### Required work
a – According to the overview of church attitudes toward Israel, since when has membership in the WCC's North American bodies been declining?
b – Write the next part of the overview of church attitudes toward Israel, following on from its final sentence.

A General Overview: Pro-Israel and Anti-Israel Attitudes within the Churches
Christian attitudes toward the state of Israel vary greatly. On the one hand, there is the World Council of Churches (WCC), the collective voice of all the major Protestant denominations, which stood in the vanguard at the UN conference at Durban in August 2001. There Israel was stigmatized for “systematic perpetration of racist crimes including war crimes, acts of genocide and ethnic cleansing.” The WCC issues declarations that echo the anathemas given currency by the Durban II conference and the Goldstone report.[1]
On the other hand, there are the Christian Zionists, perhaps the most reliable supporters of Israel’s cause today. They are more consistently pro-Israel, in fact, than the general constituency of those who, in the United States, Canada, and the Western democracies, identify themselves to the census-takers as Jews.
Christian Zionism reflects a basic pro-Israel disposition among North Americans, most of whom, despite the superficial secularization of the culture, believe that the state of Israel came into the world in fulfillment of promises found in Holy Scripture. These North Americans believe that their collective wellbeing requires their leaders to display a preference for Israel’s cause in the face of the threats to its life that have continued without abatement since 1948.[2]
Over recent years, leaders of major Protestant denominations have been conducting vigorous educational campaigns directed at discrediting Christian Zionism as “heresy.” These campaigns are paid for out of general revenues of the various denominations and usually take the form of weekend study sessions directed at discovering solidarity with the “Christian people of Palestine.” Their principal speakers are usually bishops representing the main denominations in the Holy Land (Anglican, Lutheran, Roman Catholic, etc.) – all of whom are Palestinian Arabs. No place is ever permitted on such programs for pro-Israel response. All of the study materials and recommended readings are derived from anti-Israel sources, disseminated by the publication houses owned by the particular denominations.
Two closely linked factors are involved in this alienation of church hierarchies from laity on the matter of attitudes toward Israel. The first is the ambition of leaders of the major churches to be taken seriously as the vanguard of moral leadership in the world. With respect to Israel, this means conformity to the lockstep anti-Zionism that governs thinking in the universities and colleges. Equally, it requires solidarity with Third World progressivism – the spirit that routinely informs declarations about the world’s problems emanating from committees and commissions of the United Nations.
The second is the fact that membership in almost all the bodies that make up the WCC in North America has been declining steadily since at least 1960, both in absolute numbers of members and, more dramatically, as a proportion of the entire churchgoing population.

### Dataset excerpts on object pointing
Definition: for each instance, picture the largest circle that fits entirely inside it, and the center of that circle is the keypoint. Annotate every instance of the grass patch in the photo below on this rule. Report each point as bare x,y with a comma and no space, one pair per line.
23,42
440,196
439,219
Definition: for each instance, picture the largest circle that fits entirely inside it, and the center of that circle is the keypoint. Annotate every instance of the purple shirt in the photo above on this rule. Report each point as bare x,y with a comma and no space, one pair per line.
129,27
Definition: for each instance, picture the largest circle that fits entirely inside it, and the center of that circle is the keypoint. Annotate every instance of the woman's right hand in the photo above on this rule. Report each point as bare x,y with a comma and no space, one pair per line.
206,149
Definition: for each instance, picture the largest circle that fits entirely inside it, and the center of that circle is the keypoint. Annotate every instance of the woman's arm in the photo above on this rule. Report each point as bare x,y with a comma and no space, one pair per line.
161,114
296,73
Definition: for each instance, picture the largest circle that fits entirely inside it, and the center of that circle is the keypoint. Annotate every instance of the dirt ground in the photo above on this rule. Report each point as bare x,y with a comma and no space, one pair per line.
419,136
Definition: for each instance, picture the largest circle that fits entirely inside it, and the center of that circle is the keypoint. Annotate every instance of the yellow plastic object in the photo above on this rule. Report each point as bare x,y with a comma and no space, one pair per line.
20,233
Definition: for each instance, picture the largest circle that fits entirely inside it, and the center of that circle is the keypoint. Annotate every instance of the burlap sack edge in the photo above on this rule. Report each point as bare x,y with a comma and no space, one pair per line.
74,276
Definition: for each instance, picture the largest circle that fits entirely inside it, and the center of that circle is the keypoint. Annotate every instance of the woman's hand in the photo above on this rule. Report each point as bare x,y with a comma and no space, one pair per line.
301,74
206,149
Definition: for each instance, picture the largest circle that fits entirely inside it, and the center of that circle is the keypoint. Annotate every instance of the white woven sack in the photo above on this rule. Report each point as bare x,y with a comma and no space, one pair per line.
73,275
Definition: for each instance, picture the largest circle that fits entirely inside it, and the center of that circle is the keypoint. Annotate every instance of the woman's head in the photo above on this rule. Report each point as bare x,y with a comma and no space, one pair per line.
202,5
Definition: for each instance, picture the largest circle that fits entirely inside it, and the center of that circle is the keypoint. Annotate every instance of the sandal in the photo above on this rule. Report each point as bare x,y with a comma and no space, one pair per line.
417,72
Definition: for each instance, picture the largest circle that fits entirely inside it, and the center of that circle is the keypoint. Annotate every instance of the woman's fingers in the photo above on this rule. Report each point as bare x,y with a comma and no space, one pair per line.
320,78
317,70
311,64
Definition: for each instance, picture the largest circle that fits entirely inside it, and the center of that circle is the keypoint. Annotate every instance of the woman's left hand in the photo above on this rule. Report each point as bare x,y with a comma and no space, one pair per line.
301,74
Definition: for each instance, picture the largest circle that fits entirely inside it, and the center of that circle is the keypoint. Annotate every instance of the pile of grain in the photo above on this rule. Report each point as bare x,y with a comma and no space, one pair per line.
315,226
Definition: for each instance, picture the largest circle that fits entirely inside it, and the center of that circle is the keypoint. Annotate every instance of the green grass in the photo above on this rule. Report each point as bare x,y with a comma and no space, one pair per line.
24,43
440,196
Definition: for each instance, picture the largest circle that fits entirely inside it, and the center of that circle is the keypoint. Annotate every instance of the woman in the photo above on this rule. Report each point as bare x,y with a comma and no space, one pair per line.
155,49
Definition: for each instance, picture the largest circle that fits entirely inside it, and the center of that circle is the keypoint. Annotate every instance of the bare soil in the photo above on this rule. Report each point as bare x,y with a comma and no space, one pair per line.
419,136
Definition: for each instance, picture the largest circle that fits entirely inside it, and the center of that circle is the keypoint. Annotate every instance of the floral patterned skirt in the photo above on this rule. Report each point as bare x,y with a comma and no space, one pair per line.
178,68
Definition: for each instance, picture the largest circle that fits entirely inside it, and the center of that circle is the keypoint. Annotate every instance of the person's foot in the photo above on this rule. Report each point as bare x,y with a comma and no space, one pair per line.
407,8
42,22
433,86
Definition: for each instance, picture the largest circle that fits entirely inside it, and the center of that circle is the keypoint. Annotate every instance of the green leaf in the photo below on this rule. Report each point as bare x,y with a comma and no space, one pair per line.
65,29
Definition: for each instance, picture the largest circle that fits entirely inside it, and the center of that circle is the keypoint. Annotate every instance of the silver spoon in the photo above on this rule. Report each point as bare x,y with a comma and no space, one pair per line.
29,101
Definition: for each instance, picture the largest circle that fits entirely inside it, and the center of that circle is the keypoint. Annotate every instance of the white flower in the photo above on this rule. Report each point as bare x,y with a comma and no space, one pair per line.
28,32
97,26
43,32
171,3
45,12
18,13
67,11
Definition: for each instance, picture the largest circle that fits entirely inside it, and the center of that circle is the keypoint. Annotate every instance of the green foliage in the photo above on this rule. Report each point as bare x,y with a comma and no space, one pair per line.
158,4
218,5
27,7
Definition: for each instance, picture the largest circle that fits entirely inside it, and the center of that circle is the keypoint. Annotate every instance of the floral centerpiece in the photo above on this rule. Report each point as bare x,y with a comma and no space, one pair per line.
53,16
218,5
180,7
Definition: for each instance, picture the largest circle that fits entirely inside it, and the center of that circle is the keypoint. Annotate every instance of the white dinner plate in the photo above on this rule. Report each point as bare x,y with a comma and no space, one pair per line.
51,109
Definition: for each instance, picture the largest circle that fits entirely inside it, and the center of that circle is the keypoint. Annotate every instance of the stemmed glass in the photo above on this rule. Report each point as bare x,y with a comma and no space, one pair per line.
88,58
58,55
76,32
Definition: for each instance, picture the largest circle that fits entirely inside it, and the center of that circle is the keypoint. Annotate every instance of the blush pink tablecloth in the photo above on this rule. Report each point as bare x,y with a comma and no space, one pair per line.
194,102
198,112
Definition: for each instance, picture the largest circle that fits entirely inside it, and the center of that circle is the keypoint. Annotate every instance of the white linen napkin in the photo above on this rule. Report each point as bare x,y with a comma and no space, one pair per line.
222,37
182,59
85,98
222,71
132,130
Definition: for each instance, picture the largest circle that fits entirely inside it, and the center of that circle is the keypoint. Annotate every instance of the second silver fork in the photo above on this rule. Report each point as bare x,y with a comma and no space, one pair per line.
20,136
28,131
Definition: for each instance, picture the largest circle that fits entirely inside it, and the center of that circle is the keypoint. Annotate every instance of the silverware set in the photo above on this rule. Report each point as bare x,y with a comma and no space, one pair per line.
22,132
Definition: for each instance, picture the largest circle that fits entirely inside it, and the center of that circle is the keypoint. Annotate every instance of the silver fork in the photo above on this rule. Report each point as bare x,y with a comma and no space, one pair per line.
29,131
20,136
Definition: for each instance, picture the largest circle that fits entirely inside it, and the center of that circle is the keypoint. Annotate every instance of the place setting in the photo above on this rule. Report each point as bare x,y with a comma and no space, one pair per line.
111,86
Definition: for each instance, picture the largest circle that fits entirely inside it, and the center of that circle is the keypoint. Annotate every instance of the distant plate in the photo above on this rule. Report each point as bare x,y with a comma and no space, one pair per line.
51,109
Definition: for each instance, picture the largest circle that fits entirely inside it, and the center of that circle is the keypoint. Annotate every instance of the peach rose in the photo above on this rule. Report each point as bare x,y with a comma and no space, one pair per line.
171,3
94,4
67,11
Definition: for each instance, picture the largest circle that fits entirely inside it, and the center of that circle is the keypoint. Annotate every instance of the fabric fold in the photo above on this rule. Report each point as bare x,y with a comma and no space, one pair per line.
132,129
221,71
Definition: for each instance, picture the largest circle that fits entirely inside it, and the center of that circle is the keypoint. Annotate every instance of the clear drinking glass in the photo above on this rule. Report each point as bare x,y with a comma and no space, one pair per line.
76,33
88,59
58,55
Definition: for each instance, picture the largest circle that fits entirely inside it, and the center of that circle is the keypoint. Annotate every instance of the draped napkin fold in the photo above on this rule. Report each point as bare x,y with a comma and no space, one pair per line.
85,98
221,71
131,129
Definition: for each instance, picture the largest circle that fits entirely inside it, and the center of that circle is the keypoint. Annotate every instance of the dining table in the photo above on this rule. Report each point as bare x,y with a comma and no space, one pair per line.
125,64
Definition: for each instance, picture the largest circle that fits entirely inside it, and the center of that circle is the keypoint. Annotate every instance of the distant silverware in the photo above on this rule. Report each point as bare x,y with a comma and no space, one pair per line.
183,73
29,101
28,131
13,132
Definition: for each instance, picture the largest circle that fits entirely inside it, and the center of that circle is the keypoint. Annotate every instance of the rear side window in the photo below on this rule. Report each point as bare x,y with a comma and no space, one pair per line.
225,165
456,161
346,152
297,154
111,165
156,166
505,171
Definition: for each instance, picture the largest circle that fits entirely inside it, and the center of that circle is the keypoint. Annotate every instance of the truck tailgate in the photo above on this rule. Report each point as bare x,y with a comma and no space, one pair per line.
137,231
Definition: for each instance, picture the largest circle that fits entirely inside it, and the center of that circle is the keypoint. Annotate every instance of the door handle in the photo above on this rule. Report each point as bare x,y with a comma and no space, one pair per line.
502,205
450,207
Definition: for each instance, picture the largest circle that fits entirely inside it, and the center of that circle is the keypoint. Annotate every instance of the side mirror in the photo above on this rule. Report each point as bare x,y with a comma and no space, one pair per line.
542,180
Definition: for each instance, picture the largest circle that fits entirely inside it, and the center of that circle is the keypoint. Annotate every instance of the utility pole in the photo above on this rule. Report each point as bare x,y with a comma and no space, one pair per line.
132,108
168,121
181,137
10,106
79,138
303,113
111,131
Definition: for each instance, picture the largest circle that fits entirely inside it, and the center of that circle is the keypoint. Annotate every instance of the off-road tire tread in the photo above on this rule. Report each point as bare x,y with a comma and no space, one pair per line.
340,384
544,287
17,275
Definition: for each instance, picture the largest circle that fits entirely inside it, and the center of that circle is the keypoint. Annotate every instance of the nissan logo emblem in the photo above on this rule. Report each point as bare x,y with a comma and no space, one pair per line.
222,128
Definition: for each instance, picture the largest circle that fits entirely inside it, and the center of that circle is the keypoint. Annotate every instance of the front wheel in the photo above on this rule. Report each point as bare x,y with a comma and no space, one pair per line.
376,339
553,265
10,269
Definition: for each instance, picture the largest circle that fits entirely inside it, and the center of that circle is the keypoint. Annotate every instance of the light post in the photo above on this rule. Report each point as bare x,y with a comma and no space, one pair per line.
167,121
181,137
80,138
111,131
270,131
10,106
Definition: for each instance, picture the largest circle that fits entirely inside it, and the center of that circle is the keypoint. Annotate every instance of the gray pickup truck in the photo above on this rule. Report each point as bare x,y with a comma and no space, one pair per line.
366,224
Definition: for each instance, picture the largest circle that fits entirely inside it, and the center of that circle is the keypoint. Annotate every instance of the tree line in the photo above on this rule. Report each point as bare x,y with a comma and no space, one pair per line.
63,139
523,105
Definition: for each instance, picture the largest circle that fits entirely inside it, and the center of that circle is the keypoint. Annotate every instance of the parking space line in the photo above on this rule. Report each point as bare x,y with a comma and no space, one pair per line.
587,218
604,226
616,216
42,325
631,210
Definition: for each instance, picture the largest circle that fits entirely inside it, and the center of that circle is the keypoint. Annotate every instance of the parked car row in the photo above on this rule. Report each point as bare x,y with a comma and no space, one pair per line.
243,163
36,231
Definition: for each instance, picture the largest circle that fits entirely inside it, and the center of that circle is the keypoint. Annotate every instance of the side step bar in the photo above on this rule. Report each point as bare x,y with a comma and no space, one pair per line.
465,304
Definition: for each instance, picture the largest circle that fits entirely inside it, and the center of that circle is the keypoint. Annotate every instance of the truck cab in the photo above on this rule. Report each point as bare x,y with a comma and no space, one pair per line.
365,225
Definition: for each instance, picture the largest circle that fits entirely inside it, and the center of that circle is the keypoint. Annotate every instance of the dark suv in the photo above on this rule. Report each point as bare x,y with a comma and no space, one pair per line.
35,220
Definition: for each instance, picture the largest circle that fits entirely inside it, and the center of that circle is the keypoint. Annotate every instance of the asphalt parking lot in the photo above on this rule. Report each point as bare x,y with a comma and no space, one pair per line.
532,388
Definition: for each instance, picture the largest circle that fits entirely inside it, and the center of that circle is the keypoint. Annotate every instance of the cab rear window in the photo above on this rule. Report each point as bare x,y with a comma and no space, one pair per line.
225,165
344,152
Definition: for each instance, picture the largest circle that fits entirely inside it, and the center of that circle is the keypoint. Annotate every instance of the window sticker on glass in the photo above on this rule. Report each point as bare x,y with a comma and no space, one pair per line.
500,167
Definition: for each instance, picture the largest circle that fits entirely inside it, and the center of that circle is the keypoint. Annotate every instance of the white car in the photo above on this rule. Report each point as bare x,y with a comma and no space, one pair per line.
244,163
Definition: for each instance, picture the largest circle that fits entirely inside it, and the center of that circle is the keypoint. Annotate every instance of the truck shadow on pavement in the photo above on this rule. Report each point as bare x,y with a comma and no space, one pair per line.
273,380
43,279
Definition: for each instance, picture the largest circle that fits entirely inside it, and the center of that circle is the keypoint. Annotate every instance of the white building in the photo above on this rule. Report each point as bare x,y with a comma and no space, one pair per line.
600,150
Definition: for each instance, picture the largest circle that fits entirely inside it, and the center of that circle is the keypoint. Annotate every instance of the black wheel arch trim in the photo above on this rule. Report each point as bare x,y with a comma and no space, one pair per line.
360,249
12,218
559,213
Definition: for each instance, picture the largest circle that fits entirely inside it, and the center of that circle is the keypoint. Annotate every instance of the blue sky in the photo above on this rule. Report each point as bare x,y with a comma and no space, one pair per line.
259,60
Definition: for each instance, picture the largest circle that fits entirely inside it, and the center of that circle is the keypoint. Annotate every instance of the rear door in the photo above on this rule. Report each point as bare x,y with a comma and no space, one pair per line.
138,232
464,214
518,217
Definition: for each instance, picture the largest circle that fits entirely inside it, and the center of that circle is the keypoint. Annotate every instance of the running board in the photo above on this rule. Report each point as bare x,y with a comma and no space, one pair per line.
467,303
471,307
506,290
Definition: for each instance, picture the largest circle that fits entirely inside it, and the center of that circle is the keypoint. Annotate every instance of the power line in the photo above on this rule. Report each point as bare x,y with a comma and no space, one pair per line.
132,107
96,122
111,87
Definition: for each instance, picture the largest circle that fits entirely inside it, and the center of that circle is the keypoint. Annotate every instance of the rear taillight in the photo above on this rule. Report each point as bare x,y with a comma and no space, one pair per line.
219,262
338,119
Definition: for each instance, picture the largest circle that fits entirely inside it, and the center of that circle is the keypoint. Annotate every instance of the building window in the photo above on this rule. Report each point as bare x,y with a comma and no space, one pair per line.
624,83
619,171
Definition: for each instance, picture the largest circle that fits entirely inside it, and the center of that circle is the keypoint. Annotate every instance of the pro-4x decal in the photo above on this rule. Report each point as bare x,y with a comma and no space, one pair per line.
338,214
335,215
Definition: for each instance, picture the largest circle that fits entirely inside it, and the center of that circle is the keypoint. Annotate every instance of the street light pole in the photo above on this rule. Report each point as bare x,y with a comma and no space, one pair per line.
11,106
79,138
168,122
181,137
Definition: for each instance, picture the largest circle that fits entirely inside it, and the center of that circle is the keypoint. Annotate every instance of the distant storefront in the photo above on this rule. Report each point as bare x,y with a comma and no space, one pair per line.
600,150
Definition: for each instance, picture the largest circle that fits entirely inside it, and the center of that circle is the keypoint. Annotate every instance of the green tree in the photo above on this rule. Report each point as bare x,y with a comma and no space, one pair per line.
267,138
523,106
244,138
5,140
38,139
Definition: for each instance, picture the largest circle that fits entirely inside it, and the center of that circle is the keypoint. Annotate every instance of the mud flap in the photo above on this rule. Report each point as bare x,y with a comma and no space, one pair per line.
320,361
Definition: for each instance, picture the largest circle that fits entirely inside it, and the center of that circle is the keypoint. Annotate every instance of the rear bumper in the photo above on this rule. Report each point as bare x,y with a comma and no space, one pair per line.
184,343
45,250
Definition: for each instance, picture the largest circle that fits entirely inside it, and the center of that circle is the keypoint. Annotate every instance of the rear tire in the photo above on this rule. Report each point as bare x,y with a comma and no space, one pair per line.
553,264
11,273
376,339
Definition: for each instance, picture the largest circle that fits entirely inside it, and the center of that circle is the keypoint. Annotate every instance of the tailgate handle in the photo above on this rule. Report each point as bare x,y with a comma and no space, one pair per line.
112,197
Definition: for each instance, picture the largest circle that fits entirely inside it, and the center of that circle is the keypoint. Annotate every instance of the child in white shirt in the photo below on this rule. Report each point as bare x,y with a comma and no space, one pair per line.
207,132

### Answers below
a – Since at least 1960.

b –
Leaders of the churches affiliated with the WCC have lost the place they used to occupy on public platforms, as public life has become secularized and as the popular culture has turned pagan. This has left clergy desperate for opportunities to prove the “relevance” of the moral teaching of the church, seeking an audience larger than their own membership, an audience outside the walls, an audience among enlightened people around the world.
Thus the collective desire of the WCC is to be recognized as the conscience of mankind. And where is the will of mankind expressed? In the United Nations, of course. This explains the affinity of thought and vocabulary between, on the one hand, WCC statements and Roman Catholic statements on most world issues and, on the other, UN declarations and resolutions.
Another circumstance fueling the WCC’s anti-Israel rhetoric is the increasingly close connection between the WCC and the churches that are predominant in the Middle East. A minority of these are Roman Catholic; others are rooted in the missionary efforts of Protestant churches of the nineteenth century; and others are thoroughly indigenous, going back to the days when Greek Orthodoxy was predominant in the old Byzantine Empire. Indeed, some go back further – to local “Oriental Orthodox” (pre-Chalcedonian) bodies that the Greek Orthodox Church failed to assimilate during the days of their own supremacy in the area and whose leaders were subsequently cultivated by the Muslim masters.
All of the Eastern Christian bodies (members of the Middle East Council of Churches, MECC) adhere to a theological understanding under which the Church of Christ has become the plenary inheritor of all the promises that God is seen to be making to the Jews in the “Old Testament.” This is called “replacement theology” – the doctrine that makes it impossible for Eastern Christians to come to terms with any understanding of Israel’s continuance as part of the Purpose of God.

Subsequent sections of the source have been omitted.